▶ Consigne A: Pour chacune des affirmations (i), (ii) et (iii), indiquez par oui ou par non si elle concorde avec le texte à lire, puis citez mot pour mot le passage qui tranche : (i) Greta Gerwig s'est montrée impressionnante dans Greenberg ; (ii) la femme de l'histoire est quittée peu après son mariage ; (iii) la femme couche avec son ex.

▶ Texte à lire:
Versus le cinéma
Parfois on voit un film pour un acteur, pour une actrice. Ainsi il est agréable de retrouver Greta Gerwig, qui était impressionnante dans les beaux Greenberg et Damsels in distress, dans cette histoire d’une femme qui se fait quitter peu de temps avant son mariage, couche ensuite avec un ami commun au couple, couche avec son ex, hésite, se sent perdue, est-ce qu’on s’aime encore, ou non, mon dieu que la vie est compliquée, etc.

▶ Enregistrements stockés:
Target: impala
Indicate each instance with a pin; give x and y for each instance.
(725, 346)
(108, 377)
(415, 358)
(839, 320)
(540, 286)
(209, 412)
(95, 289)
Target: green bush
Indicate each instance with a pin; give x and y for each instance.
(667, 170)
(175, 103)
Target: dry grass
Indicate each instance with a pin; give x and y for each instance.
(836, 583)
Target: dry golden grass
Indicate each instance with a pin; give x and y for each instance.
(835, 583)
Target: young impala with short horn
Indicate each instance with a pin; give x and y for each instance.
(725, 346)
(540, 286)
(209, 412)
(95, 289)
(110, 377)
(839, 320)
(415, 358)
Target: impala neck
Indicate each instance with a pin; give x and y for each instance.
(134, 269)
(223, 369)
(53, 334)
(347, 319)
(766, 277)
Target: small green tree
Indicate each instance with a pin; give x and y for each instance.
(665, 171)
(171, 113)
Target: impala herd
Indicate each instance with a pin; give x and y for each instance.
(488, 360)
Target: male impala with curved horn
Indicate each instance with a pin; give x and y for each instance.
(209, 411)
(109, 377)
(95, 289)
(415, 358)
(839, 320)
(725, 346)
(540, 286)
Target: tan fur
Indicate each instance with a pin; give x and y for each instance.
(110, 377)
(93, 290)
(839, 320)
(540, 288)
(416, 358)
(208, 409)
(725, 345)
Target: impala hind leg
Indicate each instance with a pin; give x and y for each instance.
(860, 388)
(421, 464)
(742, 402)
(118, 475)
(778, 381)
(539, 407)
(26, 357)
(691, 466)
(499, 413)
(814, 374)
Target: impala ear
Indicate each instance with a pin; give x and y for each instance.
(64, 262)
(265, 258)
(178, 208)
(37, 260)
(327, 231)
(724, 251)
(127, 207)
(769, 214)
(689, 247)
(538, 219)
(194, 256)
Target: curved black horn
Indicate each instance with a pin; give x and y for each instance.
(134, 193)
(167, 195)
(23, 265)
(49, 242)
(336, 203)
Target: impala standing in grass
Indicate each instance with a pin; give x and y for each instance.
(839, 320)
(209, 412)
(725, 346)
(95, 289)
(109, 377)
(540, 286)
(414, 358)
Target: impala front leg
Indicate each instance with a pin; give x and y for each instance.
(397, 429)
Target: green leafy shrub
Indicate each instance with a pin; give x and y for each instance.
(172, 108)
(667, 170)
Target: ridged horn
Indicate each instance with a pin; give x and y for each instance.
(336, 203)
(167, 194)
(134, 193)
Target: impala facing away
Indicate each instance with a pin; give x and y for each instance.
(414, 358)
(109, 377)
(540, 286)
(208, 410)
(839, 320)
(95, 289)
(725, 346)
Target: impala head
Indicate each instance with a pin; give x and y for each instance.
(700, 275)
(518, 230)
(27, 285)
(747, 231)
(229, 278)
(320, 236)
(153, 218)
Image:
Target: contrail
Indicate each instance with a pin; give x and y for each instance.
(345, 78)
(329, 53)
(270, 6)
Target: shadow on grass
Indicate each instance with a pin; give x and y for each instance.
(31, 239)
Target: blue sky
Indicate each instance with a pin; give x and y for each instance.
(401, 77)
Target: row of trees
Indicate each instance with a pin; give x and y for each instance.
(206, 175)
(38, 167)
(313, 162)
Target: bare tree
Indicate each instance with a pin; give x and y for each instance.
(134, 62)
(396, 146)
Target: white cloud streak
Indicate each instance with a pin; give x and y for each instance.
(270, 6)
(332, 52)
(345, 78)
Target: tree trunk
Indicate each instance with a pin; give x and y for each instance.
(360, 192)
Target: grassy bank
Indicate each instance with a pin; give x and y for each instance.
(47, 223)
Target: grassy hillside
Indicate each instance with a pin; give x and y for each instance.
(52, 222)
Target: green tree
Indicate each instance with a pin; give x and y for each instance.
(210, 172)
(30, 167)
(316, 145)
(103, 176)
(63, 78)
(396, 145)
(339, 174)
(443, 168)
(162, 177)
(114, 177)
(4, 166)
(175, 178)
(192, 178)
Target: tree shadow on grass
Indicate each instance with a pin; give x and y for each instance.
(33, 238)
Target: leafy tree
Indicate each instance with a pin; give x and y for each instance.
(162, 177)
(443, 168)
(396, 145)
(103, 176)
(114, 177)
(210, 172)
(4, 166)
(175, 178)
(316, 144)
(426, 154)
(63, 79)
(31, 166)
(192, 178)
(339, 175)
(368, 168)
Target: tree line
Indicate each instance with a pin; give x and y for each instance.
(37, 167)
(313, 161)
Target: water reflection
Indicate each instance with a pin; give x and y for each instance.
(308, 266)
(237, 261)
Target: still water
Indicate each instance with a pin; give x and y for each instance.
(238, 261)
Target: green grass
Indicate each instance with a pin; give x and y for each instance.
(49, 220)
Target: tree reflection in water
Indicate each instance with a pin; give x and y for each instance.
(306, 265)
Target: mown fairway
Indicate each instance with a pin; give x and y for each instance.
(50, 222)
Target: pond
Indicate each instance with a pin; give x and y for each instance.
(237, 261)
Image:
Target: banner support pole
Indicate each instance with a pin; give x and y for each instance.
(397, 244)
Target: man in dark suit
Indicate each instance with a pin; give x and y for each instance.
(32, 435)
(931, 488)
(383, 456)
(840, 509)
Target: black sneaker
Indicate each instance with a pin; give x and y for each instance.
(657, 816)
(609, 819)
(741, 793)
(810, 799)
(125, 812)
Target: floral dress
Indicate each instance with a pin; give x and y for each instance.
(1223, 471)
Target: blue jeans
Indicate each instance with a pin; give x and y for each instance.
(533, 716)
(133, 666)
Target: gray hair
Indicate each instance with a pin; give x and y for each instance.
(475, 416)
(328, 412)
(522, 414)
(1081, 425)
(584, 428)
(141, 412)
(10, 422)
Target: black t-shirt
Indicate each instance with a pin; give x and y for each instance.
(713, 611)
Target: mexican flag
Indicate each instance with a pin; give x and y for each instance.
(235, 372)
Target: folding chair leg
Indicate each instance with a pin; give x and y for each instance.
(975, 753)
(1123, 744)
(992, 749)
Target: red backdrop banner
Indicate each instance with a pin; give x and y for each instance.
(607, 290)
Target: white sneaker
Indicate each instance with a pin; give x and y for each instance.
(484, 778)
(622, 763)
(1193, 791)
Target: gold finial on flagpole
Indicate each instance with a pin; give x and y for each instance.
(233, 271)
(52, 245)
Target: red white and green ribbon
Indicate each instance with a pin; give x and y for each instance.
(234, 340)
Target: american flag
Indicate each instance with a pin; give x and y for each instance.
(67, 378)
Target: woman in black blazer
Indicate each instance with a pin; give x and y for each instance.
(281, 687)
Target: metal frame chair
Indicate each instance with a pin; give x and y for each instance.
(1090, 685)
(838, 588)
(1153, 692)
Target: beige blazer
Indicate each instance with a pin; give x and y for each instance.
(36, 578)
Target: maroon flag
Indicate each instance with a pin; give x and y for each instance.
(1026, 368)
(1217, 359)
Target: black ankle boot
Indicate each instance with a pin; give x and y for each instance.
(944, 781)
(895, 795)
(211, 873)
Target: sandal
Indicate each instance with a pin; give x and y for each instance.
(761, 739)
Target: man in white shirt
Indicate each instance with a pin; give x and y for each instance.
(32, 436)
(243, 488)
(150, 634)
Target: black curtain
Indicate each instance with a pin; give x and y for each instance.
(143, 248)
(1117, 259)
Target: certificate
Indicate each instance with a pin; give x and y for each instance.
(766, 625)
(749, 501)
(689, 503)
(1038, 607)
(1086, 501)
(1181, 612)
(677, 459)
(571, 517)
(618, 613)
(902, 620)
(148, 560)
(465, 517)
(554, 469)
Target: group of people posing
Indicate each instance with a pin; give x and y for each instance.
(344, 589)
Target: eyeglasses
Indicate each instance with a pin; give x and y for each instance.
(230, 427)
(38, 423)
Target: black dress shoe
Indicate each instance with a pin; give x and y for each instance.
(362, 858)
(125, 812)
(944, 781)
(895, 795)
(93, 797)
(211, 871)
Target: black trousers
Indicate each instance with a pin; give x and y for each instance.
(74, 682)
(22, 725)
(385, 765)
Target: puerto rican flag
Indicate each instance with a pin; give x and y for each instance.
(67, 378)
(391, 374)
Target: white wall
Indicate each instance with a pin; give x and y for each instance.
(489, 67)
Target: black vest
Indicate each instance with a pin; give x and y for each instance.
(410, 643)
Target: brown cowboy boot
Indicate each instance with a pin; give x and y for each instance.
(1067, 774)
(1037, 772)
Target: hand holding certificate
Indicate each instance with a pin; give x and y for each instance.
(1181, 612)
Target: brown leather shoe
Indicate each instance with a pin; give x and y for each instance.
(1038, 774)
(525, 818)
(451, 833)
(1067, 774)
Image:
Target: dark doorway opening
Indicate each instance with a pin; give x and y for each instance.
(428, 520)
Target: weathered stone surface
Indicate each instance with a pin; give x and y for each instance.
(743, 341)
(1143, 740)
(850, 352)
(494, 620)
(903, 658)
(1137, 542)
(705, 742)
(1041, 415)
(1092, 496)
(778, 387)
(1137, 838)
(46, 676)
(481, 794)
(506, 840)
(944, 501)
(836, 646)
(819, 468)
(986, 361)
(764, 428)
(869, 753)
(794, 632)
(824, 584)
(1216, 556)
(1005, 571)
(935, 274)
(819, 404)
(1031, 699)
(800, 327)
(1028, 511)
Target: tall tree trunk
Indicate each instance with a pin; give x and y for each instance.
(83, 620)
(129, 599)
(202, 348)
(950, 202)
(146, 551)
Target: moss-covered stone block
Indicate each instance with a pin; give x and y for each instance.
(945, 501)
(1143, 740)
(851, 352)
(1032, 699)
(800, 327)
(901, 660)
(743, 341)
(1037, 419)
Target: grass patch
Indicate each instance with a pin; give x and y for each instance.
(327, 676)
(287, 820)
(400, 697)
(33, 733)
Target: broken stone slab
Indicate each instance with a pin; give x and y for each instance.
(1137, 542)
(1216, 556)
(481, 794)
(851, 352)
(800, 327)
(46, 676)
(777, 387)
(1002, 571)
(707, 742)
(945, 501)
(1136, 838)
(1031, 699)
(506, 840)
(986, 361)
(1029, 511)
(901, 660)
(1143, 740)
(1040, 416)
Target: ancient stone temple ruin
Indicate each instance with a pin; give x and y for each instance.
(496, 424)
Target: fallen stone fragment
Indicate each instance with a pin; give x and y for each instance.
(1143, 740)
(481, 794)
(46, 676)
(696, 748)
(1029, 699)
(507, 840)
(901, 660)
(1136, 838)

▶ Consigne B: Transcrivez à l'identique les lignes des enregistrements, en partant de la ligne qui contient « Target: white wall » et jusqu'à la fin des enregistrements, ces deux bornes comprises.

▶ Réponse finale A:
(i) Oui : « Greta Gerwig, qui était impressionnante dans les beaux Greenberg et Damsels in distress »
(ii) Non : « se fait quitter peu de temps avant son mariage »
(iii) Oui : « couche avec son ex »

▶ Réponse finale B:
Target: white wall
Indicate each instance with a pin; give x and y for each instance.
(489, 67)
Target: black vest
Indicate each instance with a pin; give x and y for each instance.
(410, 643)
Target: brown cowboy boot
Indicate each instance with a pin; give x and y for each instance.
(1067, 774)
(1037, 772)
Target: hand holding certificate
Indicate each instance with a pin; give x and y for each instance.
(1181, 612)
Target: brown leather shoe
Indicate each instance with a pin; give x and y for each instance.
(1038, 774)
(525, 818)
(451, 833)
(1067, 774)
Image:
Target: dark doorway opening
Indicate each instance with a pin; give x and y for each instance.
(428, 520)
Target: weathered stone surface
Indicate each instance with a pin; give x and y for each instance.
(743, 341)
(1143, 740)
(850, 352)
(494, 620)
(903, 658)
(1137, 542)
(705, 742)
(1041, 415)
(1092, 496)
(778, 387)
(1137, 838)
(46, 676)
(481, 794)
(506, 840)
(944, 501)
(836, 646)
(819, 468)
(986, 361)
(764, 428)
(869, 753)
(794, 632)
(824, 584)
(1216, 556)
(1005, 571)
(935, 274)
(819, 404)
(1031, 699)
(800, 327)
(1028, 511)
Target: tall tree trunk
Indicate each instance with a pin; give x and y for each instance.
(83, 620)
(129, 599)
(202, 348)
(950, 202)
(146, 551)
Target: moss-covered stone block
Indicate each instance with a pin; give x and y for each instance.
(945, 501)
(1143, 740)
(851, 352)
(1032, 699)
(800, 327)
(901, 660)
(743, 341)
(1037, 419)
Target: grass patch
Indicate each instance with a pin; give x and y for each instance.
(327, 676)
(287, 820)
(400, 697)
(33, 733)
Target: broken stone slab
Indicate each instance with a pin; give x and y for each instance.
(1137, 542)
(1216, 556)
(481, 794)
(851, 352)
(800, 327)
(46, 676)
(777, 387)
(1002, 571)
(707, 742)
(945, 501)
(1136, 838)
(1031, 699)
(506, 840)
(986, 361)
(1029, 511)
(901, 660)
(1143, 740)
(1040, 416)
Target: ancient stone temple ruin
Indicate each instance with a pin; give x and y for each instance.
(496, 424)
Target: fallen stone fragment
Indicate each instance with a pin; give x and y for each instance.
(1143, 740)
(481, 794)
(46, 676)
(696, 748)
(1029, 699)
(507, 840)
(901, 660)
(1136, 838)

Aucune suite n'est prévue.